* _Excerpt provided_
— start —

# Series 1 Non Sub with TivoWeb



## jbjabroni (Apr 3, 2008)

Searched the forums and couldn't really find anything dealing with this.

I have a series 1 tivo non sub I bought (for like 15 bucks) that I'm using as a plain jane PVR. I know since I don't have a sub I can only use manual recordings and thats fine. My question is: If I install a TurboNet card and install TivoWeb can I transfer my Manual Recordings to my PC so I can burn them? I know TivoWeb lets me setup Manual Recordings but does it let me transfer them also?


----------



## classicsat (Feb 18, 2004)

TiVoWeb does not do transfers. There are other means to transfer recordings though.


----------



## jbjabroni (Apr 3, 2008)

— end —

* _Entries shown_
— start —

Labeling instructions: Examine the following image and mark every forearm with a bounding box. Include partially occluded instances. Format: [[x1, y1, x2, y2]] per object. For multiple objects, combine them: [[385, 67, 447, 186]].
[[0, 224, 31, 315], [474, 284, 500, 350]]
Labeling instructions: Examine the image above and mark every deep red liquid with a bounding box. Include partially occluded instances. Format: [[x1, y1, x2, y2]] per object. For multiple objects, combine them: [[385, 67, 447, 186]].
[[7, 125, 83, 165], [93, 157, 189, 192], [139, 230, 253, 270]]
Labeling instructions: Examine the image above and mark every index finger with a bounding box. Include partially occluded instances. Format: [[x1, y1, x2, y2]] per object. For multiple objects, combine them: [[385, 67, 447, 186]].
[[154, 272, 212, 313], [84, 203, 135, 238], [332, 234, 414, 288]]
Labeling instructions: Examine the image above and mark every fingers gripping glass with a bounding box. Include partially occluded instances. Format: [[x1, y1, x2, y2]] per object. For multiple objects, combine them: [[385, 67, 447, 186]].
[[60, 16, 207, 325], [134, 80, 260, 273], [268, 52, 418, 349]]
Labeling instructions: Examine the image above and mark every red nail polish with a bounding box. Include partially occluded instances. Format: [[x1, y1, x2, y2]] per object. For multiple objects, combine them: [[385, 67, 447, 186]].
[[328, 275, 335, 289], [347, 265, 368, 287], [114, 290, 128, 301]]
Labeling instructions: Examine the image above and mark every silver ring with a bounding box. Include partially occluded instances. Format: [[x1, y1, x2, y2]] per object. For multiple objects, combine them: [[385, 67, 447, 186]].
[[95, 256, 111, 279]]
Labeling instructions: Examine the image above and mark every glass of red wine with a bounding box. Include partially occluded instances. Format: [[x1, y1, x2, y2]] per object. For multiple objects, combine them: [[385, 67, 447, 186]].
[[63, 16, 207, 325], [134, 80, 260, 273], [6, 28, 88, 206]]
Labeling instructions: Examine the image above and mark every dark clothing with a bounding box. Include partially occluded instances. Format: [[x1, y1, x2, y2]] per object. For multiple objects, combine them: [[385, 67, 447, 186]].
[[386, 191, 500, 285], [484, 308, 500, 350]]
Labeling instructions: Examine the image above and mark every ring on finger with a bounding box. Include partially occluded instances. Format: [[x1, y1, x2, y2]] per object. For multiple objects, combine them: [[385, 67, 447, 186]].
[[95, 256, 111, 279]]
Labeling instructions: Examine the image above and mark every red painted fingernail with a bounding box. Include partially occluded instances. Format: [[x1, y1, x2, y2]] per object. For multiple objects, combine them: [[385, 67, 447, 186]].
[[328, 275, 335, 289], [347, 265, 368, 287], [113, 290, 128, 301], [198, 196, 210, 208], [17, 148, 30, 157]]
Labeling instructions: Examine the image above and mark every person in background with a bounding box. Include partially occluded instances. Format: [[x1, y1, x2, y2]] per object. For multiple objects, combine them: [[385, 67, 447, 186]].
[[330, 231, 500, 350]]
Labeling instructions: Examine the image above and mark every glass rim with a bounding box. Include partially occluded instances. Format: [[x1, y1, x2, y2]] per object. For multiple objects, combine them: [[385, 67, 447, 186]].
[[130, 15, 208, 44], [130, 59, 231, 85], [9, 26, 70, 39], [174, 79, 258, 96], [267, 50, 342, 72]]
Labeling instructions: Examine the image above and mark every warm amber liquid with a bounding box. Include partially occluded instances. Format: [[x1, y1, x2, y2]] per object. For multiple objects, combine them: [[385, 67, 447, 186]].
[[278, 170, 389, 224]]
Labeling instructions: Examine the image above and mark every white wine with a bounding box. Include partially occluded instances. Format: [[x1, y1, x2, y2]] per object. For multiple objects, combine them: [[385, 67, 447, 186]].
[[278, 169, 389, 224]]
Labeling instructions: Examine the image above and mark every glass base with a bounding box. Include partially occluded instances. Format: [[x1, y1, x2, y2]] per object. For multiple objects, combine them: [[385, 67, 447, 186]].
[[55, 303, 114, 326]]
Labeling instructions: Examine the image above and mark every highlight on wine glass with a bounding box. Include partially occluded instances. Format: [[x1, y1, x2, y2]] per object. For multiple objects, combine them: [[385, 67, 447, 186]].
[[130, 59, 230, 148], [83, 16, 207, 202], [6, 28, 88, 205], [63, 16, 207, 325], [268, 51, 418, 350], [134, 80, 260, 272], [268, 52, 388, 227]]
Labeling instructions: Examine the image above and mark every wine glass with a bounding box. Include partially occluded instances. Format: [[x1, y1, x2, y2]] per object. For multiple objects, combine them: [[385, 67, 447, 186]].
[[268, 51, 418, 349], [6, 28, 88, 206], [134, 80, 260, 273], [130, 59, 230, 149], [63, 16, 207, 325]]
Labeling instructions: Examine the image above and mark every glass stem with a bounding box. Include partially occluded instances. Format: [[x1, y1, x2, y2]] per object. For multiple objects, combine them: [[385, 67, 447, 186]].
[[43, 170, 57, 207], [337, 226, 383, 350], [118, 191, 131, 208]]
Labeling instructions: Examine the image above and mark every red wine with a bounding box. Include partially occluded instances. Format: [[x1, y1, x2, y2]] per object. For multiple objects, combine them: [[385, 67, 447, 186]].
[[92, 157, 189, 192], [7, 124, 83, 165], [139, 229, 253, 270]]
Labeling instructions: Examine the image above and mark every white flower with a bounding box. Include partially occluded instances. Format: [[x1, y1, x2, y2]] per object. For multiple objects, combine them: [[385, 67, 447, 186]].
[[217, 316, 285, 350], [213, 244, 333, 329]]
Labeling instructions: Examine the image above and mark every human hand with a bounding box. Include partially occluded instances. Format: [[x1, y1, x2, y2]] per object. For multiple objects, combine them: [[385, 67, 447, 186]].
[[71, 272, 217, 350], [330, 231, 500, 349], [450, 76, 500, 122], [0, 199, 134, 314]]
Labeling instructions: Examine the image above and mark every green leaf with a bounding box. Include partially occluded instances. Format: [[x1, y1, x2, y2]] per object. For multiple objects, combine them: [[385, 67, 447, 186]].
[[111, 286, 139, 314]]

— end —

* _What is asked_
a: Decide whether each statement agrees with the TiVo forum thread. Answer yes or no for each, and quote the words of the thread that decide it. (i) The Series 1 TiVo cost its owner about fifteen dollars. (ii) TiVoWeb can transfer recordings to a PC. (iii) Without a subscription, the owner can record only manually.
b: List every post header in the TiVo forum thread, with its username and date, in the order they appear.
c: Continue the TiVoWeb forum thread, starting after its last line.
The material has no connection to the TiVo forum thread.

* _Exercise answers_
a:
(i) Yes: "I bought (for like 15 bucks)"
(ii) No: "TiVoWeb does not do transfers."
(iii) Yes: "I know since I don't have a sub I can only use manual recordings"

b:
1. jbjabroni (Apr 3, 2008)
2. classicsat (Feb 18, 2004)
3. jbjabroni (Apr 3, 2008)

c:
What other hacks/installs would I need to transfer my manual recordings to my PC? Also, are there any encoding programs that I will need to convert them to a codec my PC can use?


----------



## jhatfield (Dec 3, 2003)

jbjabroni said:


> What other hacks/installs would I need to transfer my manual recordings to my PC? Also, are there any encoding programs that I will need to convert them to a codec my PC can use?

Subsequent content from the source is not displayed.